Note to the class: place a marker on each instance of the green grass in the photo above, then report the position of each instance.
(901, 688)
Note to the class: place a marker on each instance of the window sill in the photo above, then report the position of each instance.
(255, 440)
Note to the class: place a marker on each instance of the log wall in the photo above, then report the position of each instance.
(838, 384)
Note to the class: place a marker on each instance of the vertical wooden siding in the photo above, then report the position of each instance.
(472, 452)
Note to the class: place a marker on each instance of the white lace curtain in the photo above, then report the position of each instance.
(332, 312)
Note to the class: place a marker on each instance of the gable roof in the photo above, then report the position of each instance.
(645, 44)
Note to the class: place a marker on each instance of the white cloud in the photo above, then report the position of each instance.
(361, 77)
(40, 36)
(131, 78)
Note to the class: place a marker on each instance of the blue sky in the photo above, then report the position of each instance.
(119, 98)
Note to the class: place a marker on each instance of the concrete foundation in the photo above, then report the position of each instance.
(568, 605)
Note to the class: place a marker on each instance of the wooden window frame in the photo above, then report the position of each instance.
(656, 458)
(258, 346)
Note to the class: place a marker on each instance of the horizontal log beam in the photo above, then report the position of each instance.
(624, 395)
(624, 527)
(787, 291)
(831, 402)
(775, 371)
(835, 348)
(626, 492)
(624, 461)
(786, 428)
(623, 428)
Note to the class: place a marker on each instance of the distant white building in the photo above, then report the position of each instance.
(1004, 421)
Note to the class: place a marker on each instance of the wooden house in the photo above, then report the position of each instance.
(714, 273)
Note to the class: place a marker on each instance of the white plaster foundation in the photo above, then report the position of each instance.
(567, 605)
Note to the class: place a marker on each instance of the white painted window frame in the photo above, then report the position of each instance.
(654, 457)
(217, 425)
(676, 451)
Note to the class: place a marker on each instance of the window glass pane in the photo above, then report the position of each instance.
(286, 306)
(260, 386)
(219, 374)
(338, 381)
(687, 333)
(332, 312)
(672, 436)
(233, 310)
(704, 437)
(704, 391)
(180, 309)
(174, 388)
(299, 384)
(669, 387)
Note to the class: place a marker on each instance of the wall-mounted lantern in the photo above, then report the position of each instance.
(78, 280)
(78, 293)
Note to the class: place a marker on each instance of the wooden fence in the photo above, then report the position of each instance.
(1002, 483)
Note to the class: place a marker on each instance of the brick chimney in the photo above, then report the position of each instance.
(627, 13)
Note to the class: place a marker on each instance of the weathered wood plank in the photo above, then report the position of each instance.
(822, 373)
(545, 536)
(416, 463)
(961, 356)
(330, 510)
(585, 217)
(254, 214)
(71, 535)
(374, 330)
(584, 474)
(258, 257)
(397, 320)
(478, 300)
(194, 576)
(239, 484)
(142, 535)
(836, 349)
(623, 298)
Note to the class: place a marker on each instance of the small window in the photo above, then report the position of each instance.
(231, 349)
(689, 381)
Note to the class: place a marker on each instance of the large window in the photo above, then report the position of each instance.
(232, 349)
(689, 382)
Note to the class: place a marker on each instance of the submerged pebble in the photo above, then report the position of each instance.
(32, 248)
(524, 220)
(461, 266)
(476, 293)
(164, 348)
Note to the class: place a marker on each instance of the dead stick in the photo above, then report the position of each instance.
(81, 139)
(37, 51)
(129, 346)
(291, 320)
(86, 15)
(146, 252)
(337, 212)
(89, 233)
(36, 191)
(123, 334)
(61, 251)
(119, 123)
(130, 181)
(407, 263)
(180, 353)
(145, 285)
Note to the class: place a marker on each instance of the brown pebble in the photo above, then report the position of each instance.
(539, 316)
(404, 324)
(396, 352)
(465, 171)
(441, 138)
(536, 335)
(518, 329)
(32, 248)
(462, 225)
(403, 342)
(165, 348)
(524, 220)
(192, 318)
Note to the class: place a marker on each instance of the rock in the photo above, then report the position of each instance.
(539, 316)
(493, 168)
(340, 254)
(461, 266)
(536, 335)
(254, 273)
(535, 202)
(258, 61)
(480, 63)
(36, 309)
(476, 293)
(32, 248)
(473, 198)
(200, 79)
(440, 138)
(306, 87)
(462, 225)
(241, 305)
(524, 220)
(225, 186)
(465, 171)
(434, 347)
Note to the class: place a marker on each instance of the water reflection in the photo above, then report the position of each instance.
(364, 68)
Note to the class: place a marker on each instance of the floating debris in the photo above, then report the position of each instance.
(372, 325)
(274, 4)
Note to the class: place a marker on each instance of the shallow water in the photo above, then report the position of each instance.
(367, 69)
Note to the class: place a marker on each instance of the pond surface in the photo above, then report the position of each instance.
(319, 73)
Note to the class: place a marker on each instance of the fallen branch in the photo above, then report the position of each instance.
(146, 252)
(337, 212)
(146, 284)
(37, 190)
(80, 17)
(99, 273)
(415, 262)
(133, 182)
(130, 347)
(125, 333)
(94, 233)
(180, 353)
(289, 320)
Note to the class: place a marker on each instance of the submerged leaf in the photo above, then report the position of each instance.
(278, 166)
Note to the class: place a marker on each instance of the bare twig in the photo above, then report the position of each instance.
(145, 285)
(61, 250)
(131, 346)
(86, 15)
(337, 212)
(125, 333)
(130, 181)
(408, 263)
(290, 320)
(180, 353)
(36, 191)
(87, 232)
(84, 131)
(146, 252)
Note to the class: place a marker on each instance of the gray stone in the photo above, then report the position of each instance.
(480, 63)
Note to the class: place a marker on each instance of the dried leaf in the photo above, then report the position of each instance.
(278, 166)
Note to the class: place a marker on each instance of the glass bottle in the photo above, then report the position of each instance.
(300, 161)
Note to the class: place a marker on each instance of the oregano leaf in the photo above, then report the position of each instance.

++++++++++

**What to produce**
Write every line of the material above again, exactly.

**Completed task**
Note to the class: place a marker on each instance of the green grass in the photo above, then report the position of each instance.
(901, 688)
Note to the class: place a marker on each instance of the window sill in the photo above, then report the position of each instance.
(255, 440)
Note to the class: place a marker on each instance of the log wall in the photo above, then report the position of each instance.
(838, 384)
Note to the class: place a marker on each instance of the vertical wooden siding in the photo above, then report the position of each instance.
(472, 452)
Note to the class: place a marker on each instance of the white lace curtain in the photo above, then report the position of each instance.
(332, 312)
Note to the class: place a marker on each instance of the gable roof in the photo above, then report the position of each instance.
(645, 44)
Note to the class: place a marker on each instance of the white cloud in the photo above, then report the position of each instance.
(361, 77)
(40, 36)
(131, 78)
Note to the class: place a marker on each instance of the blue sky in the photo above, then report the position of each instance.
(119, 98)
Note to the class: place a marker on each instance of the concrete foundation in the photo above, then report the position of each instance.
(568, 605)
Note to the class: place a marker on each instance of the wooden window frame in the photo above, then report the position of each instance.
(656, 458)
(258, 346)
Note to the class: place a marker on each instance of the horizontal log beam in the photo above, then report the position of each instance.
(624, 395)
(624, 527)
(787, 291)
(831, 402)
(775, 371)
(835, 348)
(626, 492)
(624, 461)
(786, 428)
(623, 428)
Note to the class: place a marker on each instance of the distant white building in the photo above, then report the position of each instance.
(1004, 421)
Note to the class: place a marker on each instance of the wooden house in the photo above, then report the position of each instance.
(714, 273)
Note to the class: place a marker on each instance of the white plaster foundation in the photo above, then report the position of each instance.
(567, 605)
Note to the class: place a marker on each instance of the white painted window frame in the photo above, then report the position of each instance.
(654, 457)
(217, 425)
(676, 451)
Note to the class: place a marker on each instance of the window glass pane in the photo above, then report the position of each instance.
(286, 306)
(260, 386)
(219, 374)
(338, 381)
(687, 333)
(332, 312)
(672, 436)
(233, 310)
(704, 437)
(704, 391)
(180, 309)
(174, 388)
(299, 384)
(669, 387)
Note to the class: place a marker on each instance of the wall-mounted lantern in the photo above, then report the position of each instance.
(78, 280)
(78, 293)
Note to the class: place a marker on each instance of the wooden fence in the photo above, then report the position of each instance.
(1002, 483)
Note to the class: place a marker on each instance of the brick chimney in the photo above, then report the position of each instance.
(627, 13)
Note to the class: place a marker on each instance of the weathered wood plank in the photo above, then report the position of each instance.
(822, 373)
(545, 536)
(416, 463)
(961, 356)
(330, 510)
(585, 217)
(254, 214)
(71, 535)
(374, 330)
(584, 474)
(258, 257)
(397, 320)
(478, 300)
(194, 576)
(239, 484)
(142, 535)
(836, 349)
(623, 298)
Note to the class: place a marker on each instance of the small window in the photo above, then report the position of each instance.
(231, 349)
(689, 381)
Note to the class: place a marker on each instance of the large window in the photo above, then report the position of each instance.
(232, 349)
(689, 382)
Note to the class: place a marker on each instance of the submerged pebble in the photo above, then report the position of each instance.
(32, 248)
(524, 220)
(461, 266)
(476, 293)
(164, 348)
Note to the class: place a marker on each instance of the dead stick in the photo above, then report the position of each instance.
(81, 139)
(37, 51)
(129, 346)
(291, 320)
(86, 15)
(146, 252)
(337, 212)
(89, 233)
(36, 191)
(123, 334)
(61, 251)
(119, 123)
(130, 181)
(407, 263)
(180, 353)
(145, 285)
Note to the class: place a marker on each instance of the brown pebble in the photo above, then report the position of each instance.
(539, 316)
(404, 324)
(396, 352)
(465, 171)
(441, 138)
(536, 335)
(518, 329)
(32, 248)
(462, 225)
(403, 342)
(165, 348)
(524, 220)
(192, 318)
Note to the class: place a marker on each instance of the rock in the photo above, then report the position of each instance.
(539, 316)
(493, 168)
(340, 254)
(461, 266)
(536, 335)
(254, 273)
(535, 202)
(258, 61)
(480, 63)
(36, 309)
(476, 293)
(32, 248)
(473, 198)
(200, 79)
(440, 138)
(306, 87)
(462, 225)
(241, 305)
(524, 220)
(225, 186)
(465, 171)
(434, 347)
Note to the class: place a marker on each instance of the water reflection in the photo above, then report the position of each instance.
(364, 68)
Note to the class: place a marker on each instance of the floating debris in the photo above, then report the position of each instance.
(372, 325)
(274, 4)
Note to the class: place a marker on each instance of the shallow water in the photo above, then report the position of each instance.
(367, 69)
Note to the class: place a marker on each instance of the pond surface in the photo above, then report the position of each instance.
(319, 73)
Note to the class: place a marker on each instance of the fallen branch in the photo above, then report the position of each instance.
(146, 252)
(337, 212)
(146, 284)
(37, 190)
(80, 17)
(99, 273)
(415, 262)
(133, 182)
(130, 347)
(125, 333)
(94, 233)
(180, 353)
(289, 320)
Note to the class: place a marker on each instance of the submerged leaf in the photo above, then report the position of each instance.
(278, 166)
Note to the class: place a marker on each instance of the bare twig in the photo above, then report the position of each instance.
(145, 285)
(61, 250)
(131, 346)
(86, 15)
(337, 212)
(125, 333)
(130, 181)
(408, 263)
(290, 320)
(180, 353)
(36, 191)
(87, 232)
(84, 131)
(146, 252)
Note to the class: place a marker on each instance of the gray stone in the photo above, then report the position of each instance.
(480, 63)
Note to the class: place a marker on each instance of the dried leaf in the photo above, then report the position of each instance.
(278, 166)
Note to the class: place a marker on each instance of the glass bottle in the photo above, then report the position of each instance.
(300, 161)
Note to the class: place a marker on each instance of the oregano leaf in the photo above, then report the position of each instance.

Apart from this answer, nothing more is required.